-- Task to complete --
Skip the images. Copy the records exactly as written.

-- Material for this task --
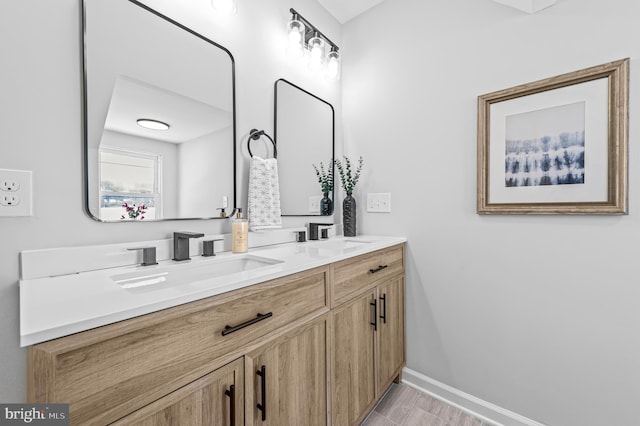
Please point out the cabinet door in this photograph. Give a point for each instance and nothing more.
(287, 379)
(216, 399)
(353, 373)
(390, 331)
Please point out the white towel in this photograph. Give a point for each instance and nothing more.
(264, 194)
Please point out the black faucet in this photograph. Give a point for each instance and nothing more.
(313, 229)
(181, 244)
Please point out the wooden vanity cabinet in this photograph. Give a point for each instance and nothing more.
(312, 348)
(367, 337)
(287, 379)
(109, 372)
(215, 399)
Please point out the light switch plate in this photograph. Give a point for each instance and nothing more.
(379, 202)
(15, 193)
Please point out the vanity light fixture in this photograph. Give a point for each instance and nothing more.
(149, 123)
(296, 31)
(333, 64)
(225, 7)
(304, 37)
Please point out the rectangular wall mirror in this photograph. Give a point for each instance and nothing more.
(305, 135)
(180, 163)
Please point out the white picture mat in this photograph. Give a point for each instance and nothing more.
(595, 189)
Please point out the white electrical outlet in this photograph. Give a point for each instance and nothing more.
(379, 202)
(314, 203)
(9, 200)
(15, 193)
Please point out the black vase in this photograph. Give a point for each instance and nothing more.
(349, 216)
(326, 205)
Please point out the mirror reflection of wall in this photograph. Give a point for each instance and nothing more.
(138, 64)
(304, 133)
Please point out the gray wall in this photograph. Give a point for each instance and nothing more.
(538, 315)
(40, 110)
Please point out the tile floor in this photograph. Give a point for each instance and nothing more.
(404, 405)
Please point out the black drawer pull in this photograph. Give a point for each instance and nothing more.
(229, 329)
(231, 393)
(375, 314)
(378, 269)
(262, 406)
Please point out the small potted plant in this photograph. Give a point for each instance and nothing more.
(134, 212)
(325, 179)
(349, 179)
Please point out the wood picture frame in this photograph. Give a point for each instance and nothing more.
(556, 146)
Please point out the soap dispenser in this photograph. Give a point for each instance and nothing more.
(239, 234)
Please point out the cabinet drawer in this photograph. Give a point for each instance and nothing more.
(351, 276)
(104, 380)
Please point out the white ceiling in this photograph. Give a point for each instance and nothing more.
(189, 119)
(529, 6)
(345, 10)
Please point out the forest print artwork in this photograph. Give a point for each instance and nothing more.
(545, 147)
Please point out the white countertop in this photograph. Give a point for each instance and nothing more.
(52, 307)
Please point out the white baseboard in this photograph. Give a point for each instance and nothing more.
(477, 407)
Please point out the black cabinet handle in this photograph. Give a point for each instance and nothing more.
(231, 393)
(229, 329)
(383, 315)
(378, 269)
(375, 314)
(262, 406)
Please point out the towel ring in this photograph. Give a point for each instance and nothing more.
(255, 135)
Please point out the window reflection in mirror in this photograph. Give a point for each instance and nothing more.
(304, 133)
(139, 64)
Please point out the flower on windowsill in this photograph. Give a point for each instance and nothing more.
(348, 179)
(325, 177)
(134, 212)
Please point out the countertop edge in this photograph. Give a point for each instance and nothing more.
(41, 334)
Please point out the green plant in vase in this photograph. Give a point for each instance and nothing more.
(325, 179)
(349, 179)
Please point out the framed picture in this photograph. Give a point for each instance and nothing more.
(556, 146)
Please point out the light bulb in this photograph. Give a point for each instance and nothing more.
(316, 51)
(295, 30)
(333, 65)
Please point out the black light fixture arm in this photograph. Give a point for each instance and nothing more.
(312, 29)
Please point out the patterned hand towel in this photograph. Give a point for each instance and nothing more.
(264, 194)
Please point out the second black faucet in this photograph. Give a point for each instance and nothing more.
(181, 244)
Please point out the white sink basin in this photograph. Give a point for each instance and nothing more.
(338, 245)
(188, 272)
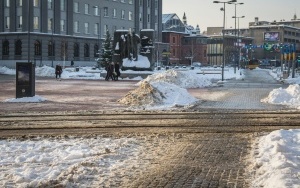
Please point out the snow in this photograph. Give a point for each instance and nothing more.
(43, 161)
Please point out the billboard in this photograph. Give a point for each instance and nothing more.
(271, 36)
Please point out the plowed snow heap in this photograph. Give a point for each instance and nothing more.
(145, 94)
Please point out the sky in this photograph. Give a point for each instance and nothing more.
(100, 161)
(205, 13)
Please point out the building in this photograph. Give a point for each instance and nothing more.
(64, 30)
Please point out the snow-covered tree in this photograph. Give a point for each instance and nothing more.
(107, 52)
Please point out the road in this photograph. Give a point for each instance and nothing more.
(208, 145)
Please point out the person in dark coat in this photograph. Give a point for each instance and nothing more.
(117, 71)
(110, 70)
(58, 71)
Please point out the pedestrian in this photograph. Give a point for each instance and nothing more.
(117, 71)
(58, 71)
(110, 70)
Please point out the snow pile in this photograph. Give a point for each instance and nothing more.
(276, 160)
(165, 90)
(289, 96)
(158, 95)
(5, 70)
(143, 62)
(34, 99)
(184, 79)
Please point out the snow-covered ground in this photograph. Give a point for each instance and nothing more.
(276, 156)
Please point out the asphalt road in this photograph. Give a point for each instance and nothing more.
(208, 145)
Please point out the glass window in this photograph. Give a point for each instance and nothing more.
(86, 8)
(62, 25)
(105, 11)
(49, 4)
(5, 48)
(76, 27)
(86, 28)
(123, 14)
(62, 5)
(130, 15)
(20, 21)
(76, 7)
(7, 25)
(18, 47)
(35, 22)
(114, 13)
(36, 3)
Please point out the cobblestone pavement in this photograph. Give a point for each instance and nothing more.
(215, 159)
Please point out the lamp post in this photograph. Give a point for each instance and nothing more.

-- Solution to the problem --
Please point out the cabinet door in this photograph. Give a point for each instance and nothing more.
(287, 379)
(216, 399)
(353, 373)
(390, 331)
Please point out the white towel in this photograph. Give a point for each instance and nothing more.
(264, 194)
Please point out the black faucet in this photograph. Give a point for each instance and nothing more.
(313, 229)
(181, 244)
Please point out the wooden vanity cabinet in this photograph. Give a point for each instance and nothing more.
(312, 348)
(367, 337)
(287, 379)
(109, 372)
(215, 399)
Please point out the light switch plate in this photograph. Give a point for each instance and nothing more.
(379, 202)
(15, 193)
Please point out the vanity light fixture in this photograph. Give a point for each instance and nothing more.
(149, 123)
(296, 31)
(333, 64)
(225, 7)
(304, 37)
Please point out the rectangular wall mirror in this photograph. Give a point for each instance and nothing more.
(305, 135)
(180, 163)
Please point out the white picture mat in this photograph. Give a point for each instance and nothing more.
(595, 189)
Please point out the white electrical outlet in this photograph. Give a point for each instance and nothing more.
(379, 202)
(314, 203)
(9, 200)
(15, 193)
Please point out the black vase in this photograph. Give a point for each instance and nothing more.
(349, 216)
(326, 205)
Please point out the mirror reflection of wall in this photograph. Give a point for each instance and nothing more.
(138, 64)
(304, 133)
Please point out the gray wall in this photograph. Give a point for each instance and nothing more.
(538, 315)
(40, 110)
Please point out the tile floor in this photograph. Give a point for each instance and nothing more.
(404, 405)
Please point out the black drawer pull in this photograph. Give a point for each instance and nothing more.
(229, 329)
(231, 393)
(375, 314)
(378, 269)
(262, 406)
Please point out the small potted plant in this photograph. Give a point for each instance and nothing more.
(134, 212)
(325, 179)
(349, 179)
Please point out the wood picture frame in this photograph. Give a point for each instance and nothing more.
(556, 146)
Please point out the soap dispenser in this photograph. Give a point for each instance and nothing more.
(239, 234)
Please point out the cabinet drawer in this photograph. Give a point for each instance and nothing more.
(351, 276)
(104, 380)
Please point out the white ceiling in this photograph. Give a point for each instance and nothing more.
(189, 119)
(529, 6)
(345, 10)
Please point out the forest print artwork in this photograph. Give a point for each instance and nothing more.
(545, 147)
Please point out the white countertop in this photograph. Give a point for each instance and nothing more.
(52, 307)
Please point out the white baseboard in this photograph. Give a point for each instance and nothing more.
(477, 407)
Please point out the black cabinet handle in this photograph. Give a point for each instance and nothing more.
(231, 393)
(229, 329)
(383, 315)
(378, 269)
(375, 314)
(262, 406)
Please point out the towel ring in this photograph. Give a point for each instance and nothing more.
(255, 135)
Please point out the window reflection in mirror in this photograph. Give a point for each instance and nothing more.
(304, 133)
(139, 64)
Please point out the flower on windowsill in this photograph. Give a point for each instance and nothing more.
(348, 179)
(325, 177)
(134, 212)
Please point out the countertop edge in this photograph. Give a point for each instance and nothing more.
(41, 334)
Please point out the green plant in vase in this photograph. Give a point for each instance and nothing more.
(325, 179)
(349, 179)
Please point out the framed picture in this photograph. Give a point for each instance and nothing more.
(556, 146)
Please point out the light bulb in this photograph. Give a point for each instance and nothing more.
(316, 51)
(295, 30)
(333, 65)
Please point out the black light fixture arm in this photograph. Give a point for each instance and nothing more.
(312, 29)
Please point out the patterned hand towel in this photograph. Give a point for each instance and nothing more.
(264, 194)
Please point out the second black faucet in this photograph. Give a point for each instance and nothing more.
(181, 244)
Please point out the white sink basin in this photograph. Give a point for each instance and nothing more.
(338, 245)
(188, 272)
Please point out the snow in this photograph. Give a point for each instance and nothing more.
(43, 161)
Please point out the billboard in this photograph. Give a point for each instance and nothing more.
(271, 36)
Please point out the plowed snow heap in this photograph. Give a point for each instance and nothing more.
(145, 94)
Please point out the sky in this photograph. Give a point for each instance and nothing more.
(100, 161)
(205, 13)
Please point out the building in this photograph. Give a point for each instance and nothing more.
(64, 30)
Please point out the snow-covered tree in this photograph. Give a point for each instance and nothing more.
(107, 52)
Please point out the road in this photograph. Give a point for each instance and nothing more.
(208, 145)
Please point out the person in dark coat in this photograph. Give a point for each instance and nothing more.
(117, 71)
(110, 70)
(58, 71)
Please point out the pedestrian in this photograph. Give a point for each instance and nothing more.
(117, 71)
(58, 71)
(110, 70)
Please point out the snow pile in this photograph. Give a point for each instance and nothing more.
(276, 160)
(165, 90)
(289, 96)
(158, 95)
(5, 70)
(143, 62)
(34, 99)
(184, 79)
Please point out the snow-covered ground in this photograph. Give a point for each instance and nothing more.
(276, 156)
Please point out the asphalt road in this photograph. Give a point for each instance and nothing more.
(208, 145)
Please point out the glass window in this photograph. Give a point for each instance and nothing more.
(86, 8)
(62, 25)
(105, 11)
(49, 4)
(5, 48)
(76, 27)
(86, 28)
(123, 14)
(62, 5)
(130, 15)
(20, 21)
(76, 7)
(7, 25)
(18, 47)
(35, 22)
(114, 13)
(36, 3)
Please point out the cobblestone pavement in this photograph. Give a point for each instance and nothing more.
(215, 159)
Please point out the lamp post in this photograph. Give a point for each instance and nothing more.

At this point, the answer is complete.